Items listed in a dataset
◆ ◆ ◆ ◆

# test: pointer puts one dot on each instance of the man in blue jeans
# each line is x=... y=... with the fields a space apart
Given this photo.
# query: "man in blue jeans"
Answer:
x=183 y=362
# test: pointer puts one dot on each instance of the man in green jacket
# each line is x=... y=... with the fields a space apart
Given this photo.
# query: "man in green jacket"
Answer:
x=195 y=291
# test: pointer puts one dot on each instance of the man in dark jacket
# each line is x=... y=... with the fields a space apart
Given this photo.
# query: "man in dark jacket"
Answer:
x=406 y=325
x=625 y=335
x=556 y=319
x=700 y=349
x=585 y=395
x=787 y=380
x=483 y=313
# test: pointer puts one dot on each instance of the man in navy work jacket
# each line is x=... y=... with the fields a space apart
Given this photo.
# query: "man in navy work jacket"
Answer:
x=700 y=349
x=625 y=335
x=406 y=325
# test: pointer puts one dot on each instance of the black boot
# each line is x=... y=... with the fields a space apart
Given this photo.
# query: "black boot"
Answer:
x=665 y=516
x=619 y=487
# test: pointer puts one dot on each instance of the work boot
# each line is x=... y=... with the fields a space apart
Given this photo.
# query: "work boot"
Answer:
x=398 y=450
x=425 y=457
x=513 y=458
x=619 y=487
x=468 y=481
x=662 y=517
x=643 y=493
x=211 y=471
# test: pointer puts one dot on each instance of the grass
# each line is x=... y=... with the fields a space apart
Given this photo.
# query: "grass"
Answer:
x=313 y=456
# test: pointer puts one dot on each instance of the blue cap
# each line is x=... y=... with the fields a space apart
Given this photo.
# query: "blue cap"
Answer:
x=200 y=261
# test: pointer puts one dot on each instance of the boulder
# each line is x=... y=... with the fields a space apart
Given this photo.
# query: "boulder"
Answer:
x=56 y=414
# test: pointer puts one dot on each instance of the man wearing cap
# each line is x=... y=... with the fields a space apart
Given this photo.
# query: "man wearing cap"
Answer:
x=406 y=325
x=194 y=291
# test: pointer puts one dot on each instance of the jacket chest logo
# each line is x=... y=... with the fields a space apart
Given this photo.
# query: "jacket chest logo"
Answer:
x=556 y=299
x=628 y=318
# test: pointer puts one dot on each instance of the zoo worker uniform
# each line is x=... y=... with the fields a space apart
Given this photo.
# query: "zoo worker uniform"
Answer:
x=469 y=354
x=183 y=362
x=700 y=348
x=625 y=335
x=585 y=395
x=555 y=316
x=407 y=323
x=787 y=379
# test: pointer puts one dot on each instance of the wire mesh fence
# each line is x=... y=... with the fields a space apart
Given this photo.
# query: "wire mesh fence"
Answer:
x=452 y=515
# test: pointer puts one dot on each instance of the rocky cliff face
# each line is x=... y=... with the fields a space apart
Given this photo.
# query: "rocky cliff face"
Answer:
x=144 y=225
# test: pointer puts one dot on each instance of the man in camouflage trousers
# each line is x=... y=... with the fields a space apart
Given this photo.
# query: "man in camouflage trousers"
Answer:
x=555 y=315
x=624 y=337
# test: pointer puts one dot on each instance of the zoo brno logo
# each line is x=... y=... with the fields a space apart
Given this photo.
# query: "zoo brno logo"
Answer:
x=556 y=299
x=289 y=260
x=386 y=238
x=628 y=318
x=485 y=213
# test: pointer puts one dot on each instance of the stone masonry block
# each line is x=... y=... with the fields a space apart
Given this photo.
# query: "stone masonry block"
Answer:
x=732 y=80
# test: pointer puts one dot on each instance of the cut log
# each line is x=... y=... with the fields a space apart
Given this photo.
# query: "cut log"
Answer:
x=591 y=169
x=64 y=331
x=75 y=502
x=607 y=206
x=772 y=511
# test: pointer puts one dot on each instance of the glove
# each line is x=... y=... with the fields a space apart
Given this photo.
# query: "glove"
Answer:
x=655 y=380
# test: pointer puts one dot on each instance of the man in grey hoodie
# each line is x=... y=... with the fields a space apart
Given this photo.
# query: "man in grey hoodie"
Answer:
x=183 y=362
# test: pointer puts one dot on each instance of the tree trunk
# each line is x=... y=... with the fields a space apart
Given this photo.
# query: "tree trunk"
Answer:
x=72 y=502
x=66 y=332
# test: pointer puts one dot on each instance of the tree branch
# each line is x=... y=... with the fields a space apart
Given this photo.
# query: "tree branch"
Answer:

◆ ◆ ◆ ◆

Set exercise:
Rewrite the entire listing above, changing every "pointer" to "locator" and leaving everything else as it is.

Final result:
# test: locator puts one dot on each instance of the man in blue jeans
# each line is x=... y=... with the fields a space apart
Given this photo.
# query: "man in blue jeans"
Answer:
x=183 y=362
# test: locator puts one dot on each instance of the man in green jacket
# each line is x=... y=... with the fields a space apart
Given this photo.
# query: "man in green jacket"
Answer:
x=195 y=291
# test: locator puts one dot on each instance of the man in dark jacket
# each line is x=... y=... with the fields a space apart
Given this photo.
# query: "man in dark jacket"
Answer:
x=406 y=325
x=625 y=335
x=556 y=319
x=700 y=349
x=585 y=395
x=787 y=380
x=483 y=313
# test: locator puts one dot on each instance of the man in navy work jacket
# each line is x=... y=... with the fields a space apart
Given this photo.
# query: "man in navy work jacket"
Answer:
x=700 y=349
x=625 y=335
x=406 y=325
# test: locator puts one dot on each instance of the black boot
# each line is x=... y=... with the fields a space apart
Given this photo.
# query: "black boot"
Answer:
x=665 y=516
x=619 y=487
# test: locator puts one dot on each instance of the work boot
# each line is x=... y=... with the fields a space apart
Given this photo.
# query: "work boot"
Answer:
x=398 y=450
x=425 y=457
x=513 y=458
x=619 y=487
x=468 y=481
x=662 y=517
x=643 y=493
x=211 y=471
# test: locator puts one dot on each instance of the grass
# each line is x=... y=... with the fields a space apart
Given this photo.
# query: "grass"
Answer:
x=313 y=456
# test: locator puts one dot on each instance of the blue cap
# each line is x=... y=... with the fields a space apart
Given this photo.
# query: "blue cap"
Answer:
x=200 y=261
# test: locator puts one dot on each instance of the boulder
# each line is x=... y=... with the fields a space apart
Given this photo.
# query: "boulder"
Answer:
x=56 y=414
# test: locator puts one dot on each instance of the man wearing cap
# each line is x=... y=... with the fields a space apart
Given this photo.
# query: "man wearing cap"
Answer:
x=406 y=325
x=194 y=291
# test: locator puts one dot on each instance of the jacket chest logo
# each line is x=... y=... with the fields a space apart
Given this photo.
# query: "jacket chest logo"
Answer:
x=556 y=299
x=628 y=318
# test: locator puts one dot on each instance of the zoo worker uniform
# each line is x=... y=... with the fields a space apart
Given this photo.
# query: "zoo worker uniform"
Answer:
x=469 y=354
x=183 y=362
x=700 y=348
x=625 y=335
x=585 y=395
x=555 y=316
x=407 y=323
x=787 y=379
# test: locator puts one dot on each instance of the wire mesh fence
# each line is x=... y=... with the fields a space apart
Given this photo.
# query: "wire mesh fence"
Answer:
x=452 y=515
# test: locator puts one dot on each instance of the rocky cliff face
# each line is x=... y=... with the fields a space apart
Given this photo.
# query: "rocky cliff face"
Answer:
x=144 y=225
# test: locator puts one dot on each instance of the man in camouflage trousers
# each line is x=... y=... with the fields a space apart
Given this photo.
# query: "man in camouflage trousers"
Answer:
x=555 y=315
x=624 y=337
# test: locator puts one dot on each instance of the zoo brno logo
# each line is x=... y=... with the fields a space apart
Given this photo.
# query: "zoo brno logo"
Answer:
x=556 y=299
x=289 y=260
x=386 y=238
x=628 y=318
x=485 y=213
# test: locator puts one dot on each instance of the stone masonry block
# each line is x=... y=... with the fields a space apart
Given this photo.
# query: "stone masonry block"
Answer:
x=732 y=80
# test: locator puts one dot on each instance of the cut log
# each line is x=... y=... with the fields a space apart
Given this photo.
# query: "cut log"
Answer:
x=591 y=169
x=64 y=331
x=75 y=502
x=607 y=206
x=772 y=511
# test: locator puts one dot on each instance of the glove
# each line is x=... y=... with the fields a space apart
Given this photo.
# query: "glove"
Answer:
x=655 y=380
# test: locator puts one dot on each instance of the man in grey hoodie
# each line is x=... y=... with the fields a space apart
Given this photo.
# query: "man in grey hoodie"
Answer:
x=183 y=362
# test: locator puts one dot on each instance of the tree trunk
# each line is x=... y=... with the fields a space apart
Given this photo.
# query: "tree trunk"
Answer:
x=72 y=502
x=66 y=332
# test: locator puts one dot on each instance of the tree branch
# each line is x=... y=... with the fields a space apart
Given this photo.
# query: "tree branch"
Answer:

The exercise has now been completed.